◆ **Exercise data**:

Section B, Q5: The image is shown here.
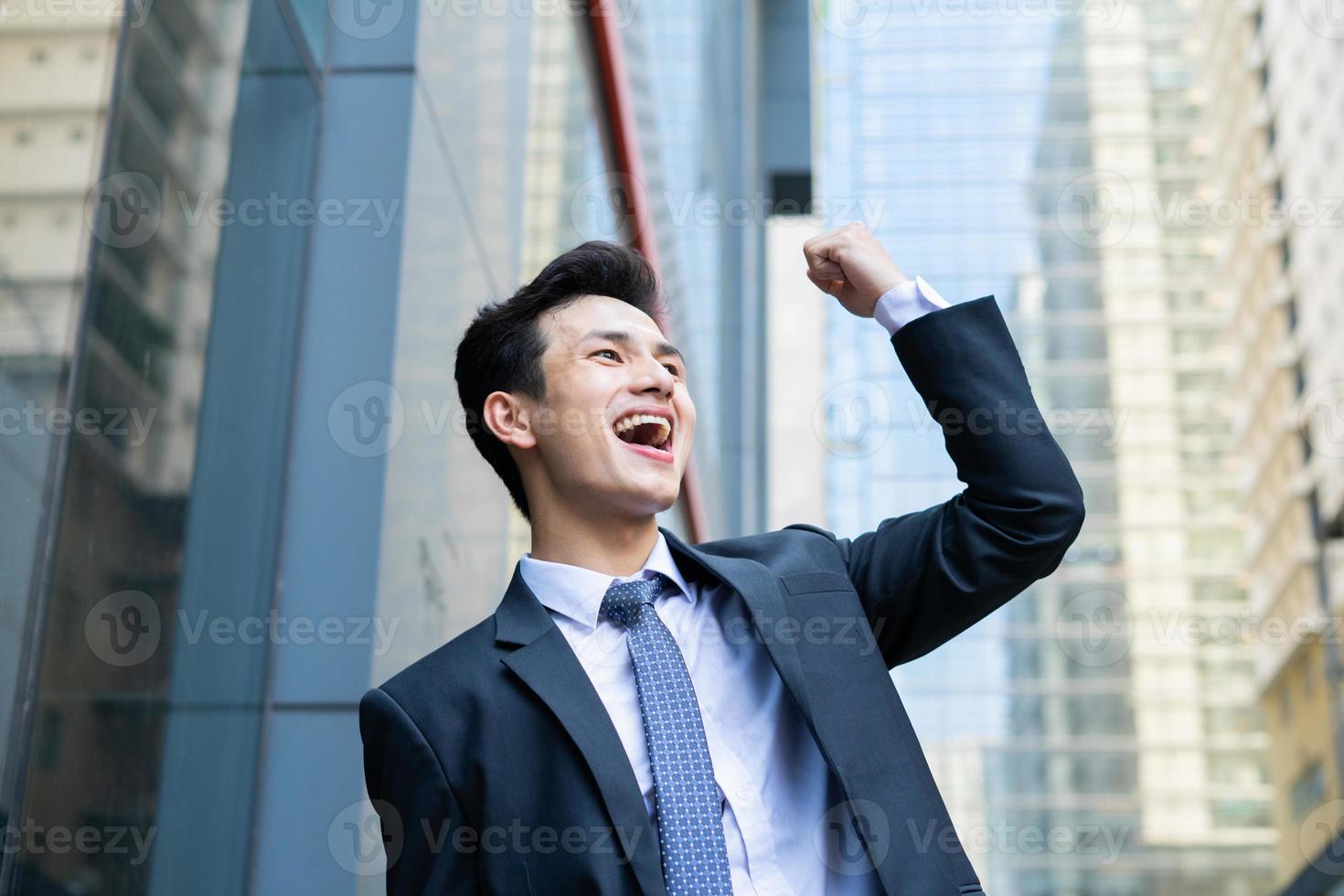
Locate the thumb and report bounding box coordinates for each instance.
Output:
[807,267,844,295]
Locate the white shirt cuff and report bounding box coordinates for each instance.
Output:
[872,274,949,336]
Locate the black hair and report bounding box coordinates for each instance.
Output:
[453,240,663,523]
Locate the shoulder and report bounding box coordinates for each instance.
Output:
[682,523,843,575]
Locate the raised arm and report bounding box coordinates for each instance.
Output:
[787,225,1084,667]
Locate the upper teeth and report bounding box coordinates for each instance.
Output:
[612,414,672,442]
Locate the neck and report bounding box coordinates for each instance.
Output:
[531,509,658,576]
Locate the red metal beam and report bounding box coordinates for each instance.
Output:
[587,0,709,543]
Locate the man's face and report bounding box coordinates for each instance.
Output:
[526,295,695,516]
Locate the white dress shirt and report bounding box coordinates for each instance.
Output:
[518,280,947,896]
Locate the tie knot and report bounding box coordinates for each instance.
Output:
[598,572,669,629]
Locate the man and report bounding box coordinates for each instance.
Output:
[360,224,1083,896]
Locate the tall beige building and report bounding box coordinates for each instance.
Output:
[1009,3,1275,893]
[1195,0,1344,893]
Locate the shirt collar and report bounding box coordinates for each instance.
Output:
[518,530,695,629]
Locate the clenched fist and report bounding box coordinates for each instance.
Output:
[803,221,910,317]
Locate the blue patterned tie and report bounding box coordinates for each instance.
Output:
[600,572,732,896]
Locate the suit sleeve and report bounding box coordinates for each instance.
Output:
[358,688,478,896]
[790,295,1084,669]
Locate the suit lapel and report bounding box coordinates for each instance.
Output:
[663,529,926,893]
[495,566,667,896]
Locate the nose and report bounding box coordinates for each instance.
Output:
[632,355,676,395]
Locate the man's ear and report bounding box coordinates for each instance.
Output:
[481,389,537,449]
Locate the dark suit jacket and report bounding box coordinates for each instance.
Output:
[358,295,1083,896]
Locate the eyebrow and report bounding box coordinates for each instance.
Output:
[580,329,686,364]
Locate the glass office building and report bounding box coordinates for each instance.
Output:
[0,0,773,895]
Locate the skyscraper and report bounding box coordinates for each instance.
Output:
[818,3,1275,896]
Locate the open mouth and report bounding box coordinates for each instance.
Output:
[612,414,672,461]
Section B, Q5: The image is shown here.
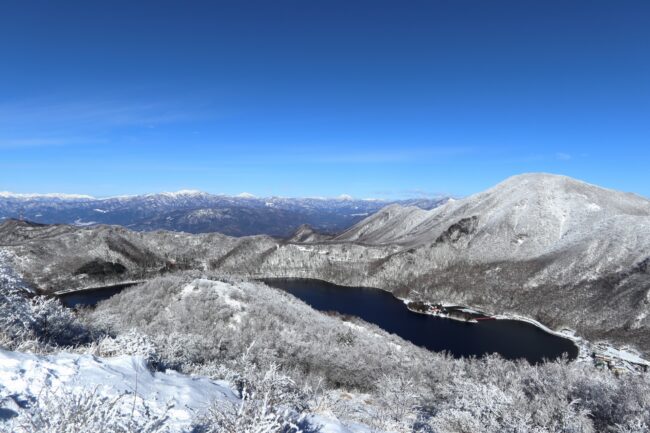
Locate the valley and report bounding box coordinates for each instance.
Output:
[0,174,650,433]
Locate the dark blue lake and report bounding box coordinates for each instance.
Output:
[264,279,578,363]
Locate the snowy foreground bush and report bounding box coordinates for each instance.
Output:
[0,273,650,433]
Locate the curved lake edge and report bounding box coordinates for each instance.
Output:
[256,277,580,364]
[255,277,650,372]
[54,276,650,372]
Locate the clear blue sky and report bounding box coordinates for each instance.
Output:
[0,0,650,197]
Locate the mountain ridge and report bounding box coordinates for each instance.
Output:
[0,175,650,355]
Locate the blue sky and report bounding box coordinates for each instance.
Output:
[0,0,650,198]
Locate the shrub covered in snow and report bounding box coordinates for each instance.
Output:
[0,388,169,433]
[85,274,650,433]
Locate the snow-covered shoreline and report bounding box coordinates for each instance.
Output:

...

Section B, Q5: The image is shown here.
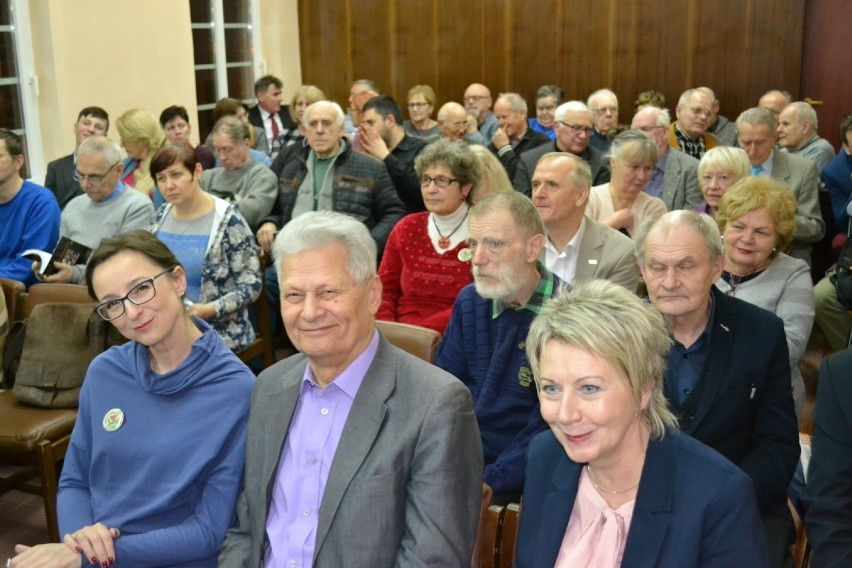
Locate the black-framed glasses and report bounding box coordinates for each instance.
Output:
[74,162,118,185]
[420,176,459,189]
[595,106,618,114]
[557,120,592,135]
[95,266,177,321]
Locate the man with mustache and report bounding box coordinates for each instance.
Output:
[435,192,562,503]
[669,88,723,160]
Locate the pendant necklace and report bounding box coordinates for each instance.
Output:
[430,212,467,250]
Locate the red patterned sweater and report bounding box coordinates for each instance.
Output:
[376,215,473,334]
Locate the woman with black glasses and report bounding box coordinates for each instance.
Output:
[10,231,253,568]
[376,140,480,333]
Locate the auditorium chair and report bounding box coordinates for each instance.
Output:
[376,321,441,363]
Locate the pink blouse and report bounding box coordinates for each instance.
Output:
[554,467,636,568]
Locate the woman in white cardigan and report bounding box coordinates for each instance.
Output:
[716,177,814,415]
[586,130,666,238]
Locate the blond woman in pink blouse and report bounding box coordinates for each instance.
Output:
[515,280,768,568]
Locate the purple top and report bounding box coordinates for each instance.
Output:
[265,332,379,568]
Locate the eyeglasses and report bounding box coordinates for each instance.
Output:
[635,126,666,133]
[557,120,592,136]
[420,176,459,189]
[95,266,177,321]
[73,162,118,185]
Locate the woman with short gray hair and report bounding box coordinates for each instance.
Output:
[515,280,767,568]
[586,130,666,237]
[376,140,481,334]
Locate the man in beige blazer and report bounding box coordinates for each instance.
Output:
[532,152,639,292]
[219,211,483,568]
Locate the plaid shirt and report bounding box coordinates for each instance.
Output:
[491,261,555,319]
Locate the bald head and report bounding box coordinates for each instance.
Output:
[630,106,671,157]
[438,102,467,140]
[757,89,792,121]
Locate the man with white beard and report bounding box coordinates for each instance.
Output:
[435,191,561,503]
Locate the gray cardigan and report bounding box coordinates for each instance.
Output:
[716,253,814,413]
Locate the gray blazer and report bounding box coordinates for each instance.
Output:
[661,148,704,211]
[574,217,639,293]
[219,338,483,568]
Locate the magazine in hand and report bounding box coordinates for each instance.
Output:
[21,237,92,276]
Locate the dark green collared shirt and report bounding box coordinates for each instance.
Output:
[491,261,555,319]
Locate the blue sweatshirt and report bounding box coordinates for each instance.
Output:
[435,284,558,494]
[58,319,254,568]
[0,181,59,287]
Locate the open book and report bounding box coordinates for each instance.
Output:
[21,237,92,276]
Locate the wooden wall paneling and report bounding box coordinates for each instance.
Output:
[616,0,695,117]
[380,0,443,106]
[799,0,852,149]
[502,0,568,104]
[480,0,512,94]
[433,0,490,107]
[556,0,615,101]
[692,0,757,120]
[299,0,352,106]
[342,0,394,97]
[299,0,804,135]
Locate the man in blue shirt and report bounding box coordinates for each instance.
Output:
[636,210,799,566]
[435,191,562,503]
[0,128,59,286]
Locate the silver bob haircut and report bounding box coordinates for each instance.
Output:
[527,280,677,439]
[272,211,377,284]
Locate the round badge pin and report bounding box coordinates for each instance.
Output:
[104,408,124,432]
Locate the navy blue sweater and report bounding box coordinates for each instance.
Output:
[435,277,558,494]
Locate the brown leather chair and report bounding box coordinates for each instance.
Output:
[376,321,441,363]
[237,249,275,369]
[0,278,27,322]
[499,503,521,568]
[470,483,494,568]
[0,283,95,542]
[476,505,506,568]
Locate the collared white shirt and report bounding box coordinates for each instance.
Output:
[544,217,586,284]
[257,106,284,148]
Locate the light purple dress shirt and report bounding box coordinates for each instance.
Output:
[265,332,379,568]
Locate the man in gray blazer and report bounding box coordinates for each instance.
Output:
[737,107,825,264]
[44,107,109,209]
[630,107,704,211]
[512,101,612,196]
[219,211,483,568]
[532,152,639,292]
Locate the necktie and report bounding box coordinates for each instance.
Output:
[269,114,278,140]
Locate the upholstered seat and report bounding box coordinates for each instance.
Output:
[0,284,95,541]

* * *

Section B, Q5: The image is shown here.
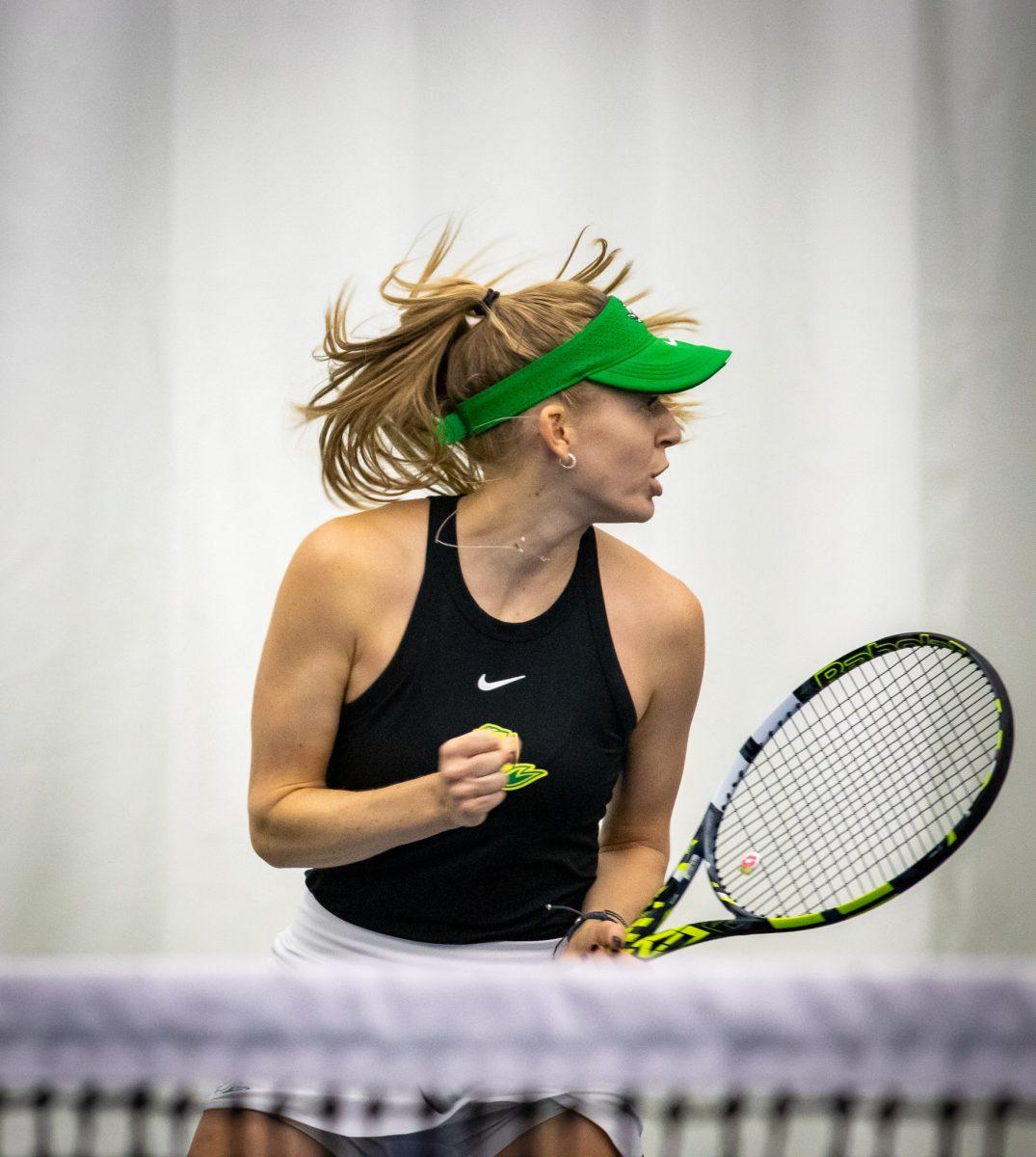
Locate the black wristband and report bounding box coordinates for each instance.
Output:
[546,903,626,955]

◆ **Set exercise**: Begin at the line that has "Locate the open mouth" and stop after the line that has "[0,0,650,197]". Rewrite that stretch of the data with "lake" swapped for "water" and nothing else changed, and omit the pictures.

◆ **Result for this exercise**:
Locate the open mouth and report bounding box coordinates for each instance.
Output:
[612,414,672,461]
Section B, Q5: The image is shown here.
Locate the valley and report bounding box coordinates for each instance.
Output:
[0,174,650,433]
Locate the dark blue water and report bounding box coordinates for each instance.
Output:
[264,279,578,363]
Locate the snowy foreground bush and report bounding box coordinates for each instance.
Output:
[0,273,650,433]
Locate the curved water edge and report bounding box coordinates for each instance.
Output:
[256,277,580,364]
[255,277,650,372]
[54,276,650,372]
Locate the clear blue sky and report bounding box coordinates for each instance.
Output:
[0,0,650,197]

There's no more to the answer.